§ **Activity**
Do the following statements agree with the letter on lifeline ferry services, with each answered yes or no and backed by the deciding words quoted from it? 1. The letter was sent by e-mail. 2. Ms Sarah Boyack held the post of Minister of Transport when the letter was written. 3. The Commission accepted PSOs for the Gourock-Dunoon route within a year of the April 2000 press release.

§ **Provided text**
To Mr Tavish Scott Minister of Transport
From Professor Neil Kay
cc Members of Local Government and Transport Committee
By e-mail
6th July 2006
Dear Mr Scott
Lifeline Ferry Services
I am writing to draw to your attention the threat to Scottish lifeline ferry services posed by your current policies. The implications are fully discussed in the enclosed note.
I have already referred in previous evidence to the Parliament what is known as the hold-up problem and brief mention is made of this again at the start of the note.
However, the major part of the note is concerned with the implications of a written answer made by you in June when you said that you have no intention to declare Public Service Obligations (PSOs) for CalMac’s lifeline routes. You said:
“Public Service Obligations (PSOs) would not provide that certainty and security of service nor deliver on the Executive’s key policy objectives. Consequently there is no need to consider, nor do we intend to consider, issues arising in relation to PSOs”.
However, the declaration or specification of a PSO is generally identified as an essential prerequisite in EC law (maritime cabotage and State Aid) for the award of subsidy to any or all operators on a specific route. What you appear to have done, completely unnecessarily, is open the Executive to suits from third parties that its subsidy for such services is illegal State Aid, with the threat that appropriate penalties may be imposed. I should not have to spell out the potential consequences this may have for the Executive, but also especially lifeline ferry services in the Highlands and Islands
A Public Service Contract (PSC) or PSCs which you propose to apply to CalMac services is quite a different mechanism in EC law, and while PSC may both substitute or complement PSO depending on the circumstances, if you wish to subsidise then it is still necessary to have a properly specified PSO or PSOs - whether or not you have PSC or PSCs in support.
This is the position adopted across the EC with virtually every EC nation that runs subsidized ferry services having now imposed, or having plans to impose, PSO’s on their lifeline ferry routes.
It is difficult to understand how and why you created this problem especially since you must know that considerable effort since the issue was first made public in 2000 has been devoted to making the case for PSO for these routes. After Ms Sarah Boyack (then Minister of Transport) stated, “options are there to allow us to continue to subsidise most of the routes through Public Service Obligations (PSOs)” (SE press release April 2000), it took more than three years of further work before the Commission accepted that PSOs could be imposed on the mainland to mainland ferry routes Tarbet-Portavadie and Gourock-Dunoon. Yet your statement of last month not only promises to undo most if not all of the work that got us to this stage, it arguably puts us in a worse position than we faced in 2000 when there was at least the prospect of PSOs for these routes, a prospect which you appear have removed from potential consideration, now and in the foreseeable future.

§ **Dataset excerpts**

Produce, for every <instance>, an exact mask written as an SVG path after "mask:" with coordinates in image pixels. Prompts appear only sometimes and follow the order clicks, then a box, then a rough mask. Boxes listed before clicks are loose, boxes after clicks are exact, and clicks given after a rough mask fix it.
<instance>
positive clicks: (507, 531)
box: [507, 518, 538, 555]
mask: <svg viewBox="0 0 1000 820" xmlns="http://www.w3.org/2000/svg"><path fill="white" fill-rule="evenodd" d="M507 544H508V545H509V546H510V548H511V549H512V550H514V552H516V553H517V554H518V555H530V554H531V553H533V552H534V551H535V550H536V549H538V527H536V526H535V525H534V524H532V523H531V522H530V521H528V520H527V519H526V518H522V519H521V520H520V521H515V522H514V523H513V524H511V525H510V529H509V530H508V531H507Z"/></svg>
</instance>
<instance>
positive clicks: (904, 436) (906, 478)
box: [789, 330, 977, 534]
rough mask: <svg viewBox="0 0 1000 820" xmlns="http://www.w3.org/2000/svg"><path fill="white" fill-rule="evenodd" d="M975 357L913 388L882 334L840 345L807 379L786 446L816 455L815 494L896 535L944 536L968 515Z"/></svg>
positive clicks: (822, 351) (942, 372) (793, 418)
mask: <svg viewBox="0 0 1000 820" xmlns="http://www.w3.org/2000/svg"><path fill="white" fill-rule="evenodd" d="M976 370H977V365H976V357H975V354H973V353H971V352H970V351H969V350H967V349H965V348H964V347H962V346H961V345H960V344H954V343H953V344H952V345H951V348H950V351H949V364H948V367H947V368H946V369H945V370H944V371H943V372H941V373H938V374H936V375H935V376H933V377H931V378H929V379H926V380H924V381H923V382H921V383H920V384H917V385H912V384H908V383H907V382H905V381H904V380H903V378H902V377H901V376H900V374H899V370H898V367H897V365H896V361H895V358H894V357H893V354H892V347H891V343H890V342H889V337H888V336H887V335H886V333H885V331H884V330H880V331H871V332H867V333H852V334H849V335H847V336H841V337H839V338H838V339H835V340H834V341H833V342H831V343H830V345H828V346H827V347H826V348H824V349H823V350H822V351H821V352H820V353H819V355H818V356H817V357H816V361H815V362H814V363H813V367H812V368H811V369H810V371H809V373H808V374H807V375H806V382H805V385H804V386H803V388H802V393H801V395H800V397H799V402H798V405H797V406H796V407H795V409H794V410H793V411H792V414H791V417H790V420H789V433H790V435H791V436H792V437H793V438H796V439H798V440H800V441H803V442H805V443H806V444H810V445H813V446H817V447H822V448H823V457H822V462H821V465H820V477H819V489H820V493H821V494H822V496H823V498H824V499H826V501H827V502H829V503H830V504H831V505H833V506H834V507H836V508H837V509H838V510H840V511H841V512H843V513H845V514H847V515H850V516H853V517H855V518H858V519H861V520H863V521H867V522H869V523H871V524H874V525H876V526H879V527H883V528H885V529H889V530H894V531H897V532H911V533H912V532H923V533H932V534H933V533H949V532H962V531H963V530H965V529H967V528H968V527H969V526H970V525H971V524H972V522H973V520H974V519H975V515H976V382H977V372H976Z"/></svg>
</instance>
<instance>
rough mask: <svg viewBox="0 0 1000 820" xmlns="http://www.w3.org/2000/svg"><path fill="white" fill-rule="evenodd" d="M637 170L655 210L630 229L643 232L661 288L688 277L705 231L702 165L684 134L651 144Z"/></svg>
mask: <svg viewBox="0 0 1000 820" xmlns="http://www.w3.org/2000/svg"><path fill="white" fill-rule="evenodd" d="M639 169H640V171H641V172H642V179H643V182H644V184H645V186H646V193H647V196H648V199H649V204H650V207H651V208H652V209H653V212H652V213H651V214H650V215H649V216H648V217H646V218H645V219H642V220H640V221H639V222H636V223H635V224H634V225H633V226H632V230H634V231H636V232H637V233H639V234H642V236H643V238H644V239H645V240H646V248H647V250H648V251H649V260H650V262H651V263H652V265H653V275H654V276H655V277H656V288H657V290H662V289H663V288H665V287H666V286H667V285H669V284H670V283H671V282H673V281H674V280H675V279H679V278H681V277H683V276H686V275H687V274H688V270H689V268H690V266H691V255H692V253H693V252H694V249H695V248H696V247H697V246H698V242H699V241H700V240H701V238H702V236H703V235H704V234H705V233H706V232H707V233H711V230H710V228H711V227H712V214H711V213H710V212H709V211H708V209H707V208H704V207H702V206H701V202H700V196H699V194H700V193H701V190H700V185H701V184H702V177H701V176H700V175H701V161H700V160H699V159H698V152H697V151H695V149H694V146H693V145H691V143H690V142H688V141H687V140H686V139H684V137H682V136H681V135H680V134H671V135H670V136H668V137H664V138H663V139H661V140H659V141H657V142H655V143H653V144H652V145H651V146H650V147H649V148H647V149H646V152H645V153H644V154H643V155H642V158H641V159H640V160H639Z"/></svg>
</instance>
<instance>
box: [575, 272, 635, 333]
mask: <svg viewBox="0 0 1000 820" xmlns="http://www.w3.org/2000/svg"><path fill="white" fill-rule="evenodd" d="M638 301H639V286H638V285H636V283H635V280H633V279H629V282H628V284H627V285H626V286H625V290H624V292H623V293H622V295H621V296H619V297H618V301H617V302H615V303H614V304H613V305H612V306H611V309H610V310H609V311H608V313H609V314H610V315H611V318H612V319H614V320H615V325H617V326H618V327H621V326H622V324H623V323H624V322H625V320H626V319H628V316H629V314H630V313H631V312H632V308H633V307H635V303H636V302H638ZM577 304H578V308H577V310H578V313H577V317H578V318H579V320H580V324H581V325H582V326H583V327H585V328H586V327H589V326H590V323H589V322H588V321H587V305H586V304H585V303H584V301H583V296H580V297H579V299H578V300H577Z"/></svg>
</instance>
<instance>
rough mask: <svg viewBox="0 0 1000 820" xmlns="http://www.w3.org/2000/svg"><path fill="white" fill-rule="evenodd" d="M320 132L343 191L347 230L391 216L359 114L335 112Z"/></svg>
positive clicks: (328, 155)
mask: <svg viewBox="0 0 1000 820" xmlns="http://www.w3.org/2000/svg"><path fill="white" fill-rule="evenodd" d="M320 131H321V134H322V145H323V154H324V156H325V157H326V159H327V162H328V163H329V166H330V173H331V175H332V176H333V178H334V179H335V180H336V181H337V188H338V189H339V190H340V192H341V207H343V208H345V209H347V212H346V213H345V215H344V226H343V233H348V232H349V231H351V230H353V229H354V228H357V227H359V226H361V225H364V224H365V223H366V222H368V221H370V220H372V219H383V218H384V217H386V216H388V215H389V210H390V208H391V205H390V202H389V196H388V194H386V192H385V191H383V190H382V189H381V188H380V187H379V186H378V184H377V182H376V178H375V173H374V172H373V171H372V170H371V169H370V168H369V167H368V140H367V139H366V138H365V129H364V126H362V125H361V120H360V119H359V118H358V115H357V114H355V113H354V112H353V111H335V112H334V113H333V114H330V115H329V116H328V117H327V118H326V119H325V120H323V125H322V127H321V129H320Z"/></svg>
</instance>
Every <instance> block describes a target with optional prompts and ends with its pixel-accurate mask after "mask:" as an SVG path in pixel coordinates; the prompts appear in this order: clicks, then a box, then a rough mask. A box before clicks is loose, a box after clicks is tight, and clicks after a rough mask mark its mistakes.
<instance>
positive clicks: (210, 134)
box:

§ **Exercise answer**
1. Yes: "By e-mail"
2. No: "To Mr Tavish Scott Minister of Transport"
3. No: "it took more than three years of further work before the Commission accepted that PSOs could be imposed on the mainland to mainland ferry routes Tarbet-Portavadie and Gourock-Dunoon"